A Construção De Um Machado Brasileiro

A íntima relação entre o escritor e a sociedade brasileira do seu tempo começou a ser desvendada, como era de esperar, mediante a exploração sistemática da sua biografia. A primeira, e até hoje a melhor de Machado de Assis, foi escrita em 1936, por uma romancista estimável, dotada de singular acuidade psicológica, Lúcia Miguel Pereira4. Embora o seu foco de interesse fosse, em primeiro lugar, o homem Machado com as suas peculiaridades de temperamento e caráter, a biógrafa teve o cuidado de marcar a situação de classe, que, no caso, se configurou como um fenômeno de passagem.

O menino Joaquim Maria nasceu em 1839, em uma quinta no morro do Livramento, de pai mulato (neto de escravos) e mãe vinda ainda criança dos Açores com a família que migrava. Era um casal de agregados que recebia trabalho e proteção de uma rica viúva, dona Maria José de Mendonça Barroso, cujo marido fora senador no Primeiro Reinado. Dona Maria José foi escolhida para madrinha de Joaquim Maria. Aos dez anos, o menino fica órfão de mãe e, aos 15, entra em sua vida a madrasta, Maria Inês, que era mulata como seu pai e que, segundo alguns biógrafos, teria sido uma verdadeira mãe. No entanto, e aqui começa a armar-se o esquema psicossocial de Lúcia Miguel Pereira, nem bem entrado na adolescência, Joaquim Maria sai da chácara e muda-se para a cidade, dando as costas definitivamente à família e ao subúrbio onde até então vivera como dependente.

• [INSTRUÇÕES DA TAREFA]:
Responda às perguntas sobre o trecho acerca de Machado de Assis:
(a) Em que ano foi escrita a primeira biografia de Machado de Assis?
(b) De onde veio, ainda criança, a mãe de Joaquim Maria?
(c) Quem foi escolhida para madrinha de Joaquim Maria?
O material reproduzido adiante provém de outra fonte.

• [DADOS FORNECIDOS]:
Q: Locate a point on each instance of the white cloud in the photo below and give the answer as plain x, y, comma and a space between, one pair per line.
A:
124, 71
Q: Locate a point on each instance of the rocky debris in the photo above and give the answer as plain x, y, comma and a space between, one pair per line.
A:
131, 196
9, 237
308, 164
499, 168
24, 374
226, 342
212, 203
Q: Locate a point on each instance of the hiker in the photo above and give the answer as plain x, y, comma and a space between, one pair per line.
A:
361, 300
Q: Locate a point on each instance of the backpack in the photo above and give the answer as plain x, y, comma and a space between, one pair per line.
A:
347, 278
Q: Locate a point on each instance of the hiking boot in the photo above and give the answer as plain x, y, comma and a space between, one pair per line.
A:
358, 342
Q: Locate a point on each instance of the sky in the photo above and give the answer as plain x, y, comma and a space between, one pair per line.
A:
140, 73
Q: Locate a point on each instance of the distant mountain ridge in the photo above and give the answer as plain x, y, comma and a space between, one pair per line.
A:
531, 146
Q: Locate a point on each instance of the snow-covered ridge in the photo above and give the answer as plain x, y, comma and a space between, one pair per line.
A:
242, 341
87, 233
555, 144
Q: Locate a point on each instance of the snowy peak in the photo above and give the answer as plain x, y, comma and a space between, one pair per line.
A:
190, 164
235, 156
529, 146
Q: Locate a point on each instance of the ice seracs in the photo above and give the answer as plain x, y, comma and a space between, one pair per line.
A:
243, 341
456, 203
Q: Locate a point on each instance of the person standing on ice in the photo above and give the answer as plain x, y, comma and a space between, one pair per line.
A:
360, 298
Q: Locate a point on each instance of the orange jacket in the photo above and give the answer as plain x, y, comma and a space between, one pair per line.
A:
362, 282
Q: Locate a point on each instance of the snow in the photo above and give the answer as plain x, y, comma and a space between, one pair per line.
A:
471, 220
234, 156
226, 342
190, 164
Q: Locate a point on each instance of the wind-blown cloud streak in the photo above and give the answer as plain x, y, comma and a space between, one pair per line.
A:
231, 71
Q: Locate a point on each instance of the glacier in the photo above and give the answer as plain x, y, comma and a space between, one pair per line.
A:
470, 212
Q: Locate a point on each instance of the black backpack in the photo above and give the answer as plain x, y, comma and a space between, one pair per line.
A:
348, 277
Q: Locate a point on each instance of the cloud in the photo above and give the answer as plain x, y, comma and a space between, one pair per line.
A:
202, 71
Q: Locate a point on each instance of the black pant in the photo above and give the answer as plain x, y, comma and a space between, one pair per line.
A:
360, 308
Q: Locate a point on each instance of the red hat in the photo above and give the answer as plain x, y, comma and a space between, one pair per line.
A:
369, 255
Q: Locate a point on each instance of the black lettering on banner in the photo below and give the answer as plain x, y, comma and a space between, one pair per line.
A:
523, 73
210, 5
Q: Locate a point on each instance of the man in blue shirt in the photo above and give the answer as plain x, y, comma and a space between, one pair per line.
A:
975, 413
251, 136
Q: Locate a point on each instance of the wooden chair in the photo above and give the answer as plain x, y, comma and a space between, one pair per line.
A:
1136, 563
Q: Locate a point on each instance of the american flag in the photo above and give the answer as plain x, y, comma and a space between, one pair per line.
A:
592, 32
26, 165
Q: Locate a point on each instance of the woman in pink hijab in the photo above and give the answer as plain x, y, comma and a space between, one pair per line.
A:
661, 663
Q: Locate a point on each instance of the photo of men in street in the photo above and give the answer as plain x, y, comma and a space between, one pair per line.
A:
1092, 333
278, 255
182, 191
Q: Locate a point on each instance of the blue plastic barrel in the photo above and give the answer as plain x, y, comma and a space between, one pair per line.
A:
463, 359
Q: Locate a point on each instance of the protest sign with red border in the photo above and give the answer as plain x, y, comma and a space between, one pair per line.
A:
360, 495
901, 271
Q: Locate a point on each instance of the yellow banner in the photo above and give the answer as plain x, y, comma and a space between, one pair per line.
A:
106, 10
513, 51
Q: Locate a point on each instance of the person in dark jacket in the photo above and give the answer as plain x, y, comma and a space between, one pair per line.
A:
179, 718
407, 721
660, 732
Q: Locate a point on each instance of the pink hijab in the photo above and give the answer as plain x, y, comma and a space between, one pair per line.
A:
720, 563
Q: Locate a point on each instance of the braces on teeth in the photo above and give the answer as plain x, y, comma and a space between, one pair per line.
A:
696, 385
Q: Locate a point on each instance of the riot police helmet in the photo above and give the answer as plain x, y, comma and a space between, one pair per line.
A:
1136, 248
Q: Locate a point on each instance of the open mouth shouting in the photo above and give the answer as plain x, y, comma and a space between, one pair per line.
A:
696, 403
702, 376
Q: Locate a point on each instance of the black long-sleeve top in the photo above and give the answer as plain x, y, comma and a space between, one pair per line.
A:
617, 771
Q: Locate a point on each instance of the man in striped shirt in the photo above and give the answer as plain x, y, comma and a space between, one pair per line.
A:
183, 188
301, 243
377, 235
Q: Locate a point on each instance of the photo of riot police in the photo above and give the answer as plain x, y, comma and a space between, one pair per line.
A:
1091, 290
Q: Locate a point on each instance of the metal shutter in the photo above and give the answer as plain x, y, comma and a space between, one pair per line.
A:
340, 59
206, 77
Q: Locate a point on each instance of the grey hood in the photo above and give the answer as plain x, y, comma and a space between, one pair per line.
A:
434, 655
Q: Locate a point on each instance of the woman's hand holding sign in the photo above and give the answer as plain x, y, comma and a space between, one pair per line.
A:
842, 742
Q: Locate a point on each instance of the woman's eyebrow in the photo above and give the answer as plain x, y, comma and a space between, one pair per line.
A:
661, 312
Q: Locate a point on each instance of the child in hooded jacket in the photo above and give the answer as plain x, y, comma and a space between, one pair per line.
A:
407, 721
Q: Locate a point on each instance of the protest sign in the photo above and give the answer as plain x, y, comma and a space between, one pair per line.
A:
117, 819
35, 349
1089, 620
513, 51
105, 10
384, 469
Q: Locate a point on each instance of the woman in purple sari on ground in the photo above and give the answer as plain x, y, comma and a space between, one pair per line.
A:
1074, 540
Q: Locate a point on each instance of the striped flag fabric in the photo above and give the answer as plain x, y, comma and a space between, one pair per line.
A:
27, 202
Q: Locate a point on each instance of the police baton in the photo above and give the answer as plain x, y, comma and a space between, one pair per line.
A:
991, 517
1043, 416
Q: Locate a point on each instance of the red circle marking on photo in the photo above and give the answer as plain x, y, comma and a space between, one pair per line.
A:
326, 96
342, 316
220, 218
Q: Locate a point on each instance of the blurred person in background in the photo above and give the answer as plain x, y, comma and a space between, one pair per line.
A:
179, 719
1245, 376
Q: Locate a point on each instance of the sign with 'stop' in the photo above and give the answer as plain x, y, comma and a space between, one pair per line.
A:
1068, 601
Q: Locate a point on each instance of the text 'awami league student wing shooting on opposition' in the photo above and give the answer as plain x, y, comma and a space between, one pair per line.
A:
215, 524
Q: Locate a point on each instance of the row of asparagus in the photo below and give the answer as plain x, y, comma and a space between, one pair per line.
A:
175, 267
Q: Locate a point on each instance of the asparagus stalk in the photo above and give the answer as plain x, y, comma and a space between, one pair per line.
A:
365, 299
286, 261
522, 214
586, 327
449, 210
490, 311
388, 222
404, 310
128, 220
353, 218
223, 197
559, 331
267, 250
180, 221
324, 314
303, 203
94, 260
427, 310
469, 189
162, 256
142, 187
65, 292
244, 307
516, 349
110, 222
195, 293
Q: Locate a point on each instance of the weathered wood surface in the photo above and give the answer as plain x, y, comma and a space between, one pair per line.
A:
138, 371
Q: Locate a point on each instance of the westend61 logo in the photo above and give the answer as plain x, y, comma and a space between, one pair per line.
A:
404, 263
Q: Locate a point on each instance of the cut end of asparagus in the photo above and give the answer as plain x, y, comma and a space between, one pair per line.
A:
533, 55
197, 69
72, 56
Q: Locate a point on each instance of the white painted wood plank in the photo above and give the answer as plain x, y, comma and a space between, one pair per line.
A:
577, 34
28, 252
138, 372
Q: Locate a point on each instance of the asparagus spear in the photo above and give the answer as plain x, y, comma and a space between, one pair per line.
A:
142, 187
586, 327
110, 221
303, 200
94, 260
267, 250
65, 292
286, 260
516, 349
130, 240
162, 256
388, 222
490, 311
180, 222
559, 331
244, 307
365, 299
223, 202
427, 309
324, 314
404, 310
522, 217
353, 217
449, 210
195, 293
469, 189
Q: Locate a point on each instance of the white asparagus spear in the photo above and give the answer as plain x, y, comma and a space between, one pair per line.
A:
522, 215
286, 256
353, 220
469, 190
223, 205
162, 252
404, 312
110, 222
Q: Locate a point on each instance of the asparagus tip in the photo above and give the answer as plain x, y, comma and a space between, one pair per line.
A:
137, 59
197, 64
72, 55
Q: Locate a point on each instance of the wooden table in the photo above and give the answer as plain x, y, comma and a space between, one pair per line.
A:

• [RESOLUÇÃO PROPOSTA]:
(a) Em 1936.
(b) Dos Açores.
(c) Dona Maria José de Mendonça Barroso.